[Start of EXCERPT]

For a decade, their lives have been governed by laws written to preserve “American culture” in the wake of years of economic instability and violence. To keep the peace and restore prosperity, the authorities are now allowed to relocate children of dissidents, especially those of Asian origin, and libraries have been forced to remove books seen as unpatriotic–including the work of Bird’s mother, Margaret, a Chinese American poet who left the family when he was nine years old.
Bird has grown up disavowing his mother and her poems; he doesn’t know her work or what happened to her, and he knows he shouldn’t wonder. But when he receives a mysterious letter containing only a cryptic drawing, he is pulled into a quest to find her. His journey will take him back to the many folktales she poured into his head as a child, through the ranks of an underground network of librarians, into the lives of the children who have been taken, and finally to New York City, where a new act of defiance may be the beginning of much-needed change.
I liked Celeste Ng before I read Our Missing Hearts. I liked her in the sense that I knew she was a competent and talented writer and I remembered enjoying Little Fires Everywhere, but not much else stuck with me. That isn’t the case with Our Missing Hearts. This story is going to be in my mind for a long time to come.
Perhaps I would be better equipped to make this distinction if I actually remembered more about her previous work, but I think Our Missing Hearts might be her best yet.

[End of EXCERPT]
[Start of GIVEN MATERIAL]

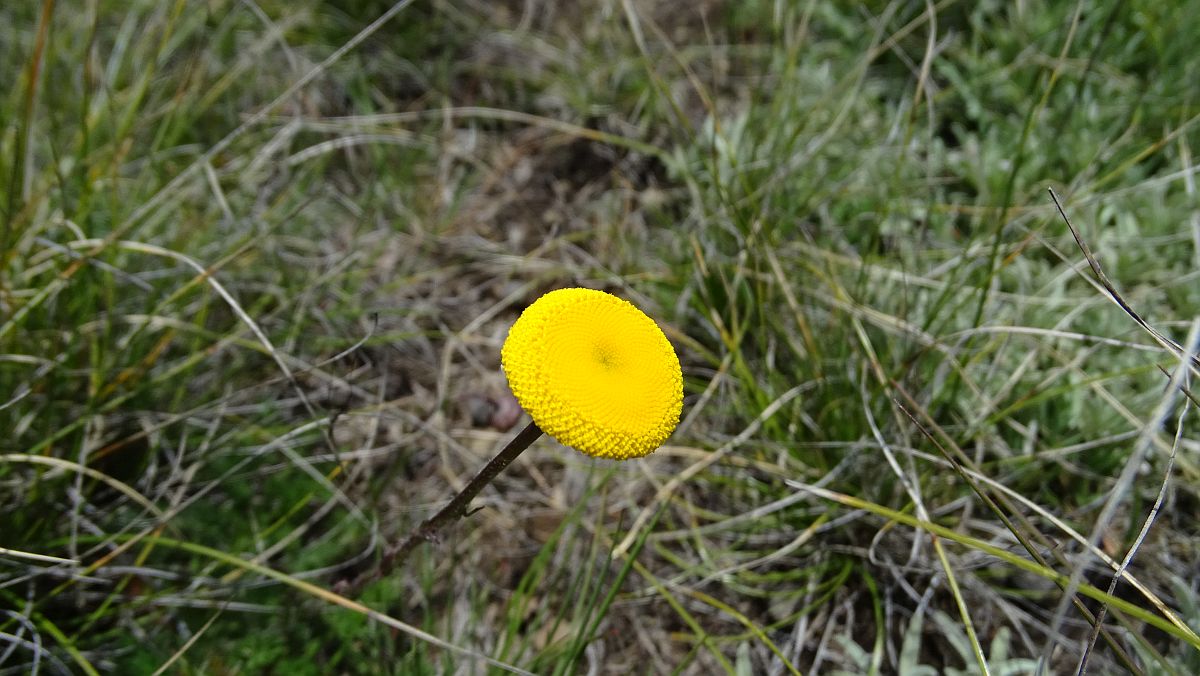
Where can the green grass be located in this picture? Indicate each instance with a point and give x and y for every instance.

[End of GIVEN MATERIAL]

SHORT PROBLEM A: Quote the book review word for word. Begin at "I liked Celeste" and stop after "her best yet.".
SHORT PROBLEM B: According to the book review, how old was Bird when his mother left the family?
SHORT PROBLEM C: Write what comes next in the review of Our Missing Hearts, starting after its last sentence.

FINAL ANSWER A:
I liked Celeste Ng before I read Our Missing Hearts. I liked her in the sense that I knew she was a competent and talented writer and I remembered enjoying Little Fires Everywhere, but not much else stuck with me. That isn’t the case with Our Missing Hearts. This story is going to be in my mind for a long time to come.
Perhaps I would be better equipped to make this distinction if I actually remembered more about her previous work, but I think Our Missing Hearts might be her best yet.

FINAL ANSWER B: He was nine years old.

FINAL ANSWER C:
I was reminded of another recent favorite, Leave the World Behind, in that although this book is set in the near future, Ng focuses more on the similarities to our world than she does the differences. In other words, she gets straight to the human bit and doesn’t give us the whole the-government-in-the-future-is-different-and-more-tyrannical-than-right-now-and-it’s-bad spiel that we get from every single almost-dystopian story.
My single gripe is that having a character named The Duchess only served to remind me of My Dad Wrote A Porno every time she was mentioned. But I think that says more about me than Ng, and I don’t hold it against her.
This might sound odd, but did anyone else have One Book One School assignments? Well, I did–both in high school and college. I would seriously recommend this book as a good option. It’s timely and compelling, with minimal language or questionable content.
Our Missing Hearts by Celeste Ng was released October 4, 2022. Although Penguin Press and libro.fm provided me with a free review copy, this did not in any way affect my review.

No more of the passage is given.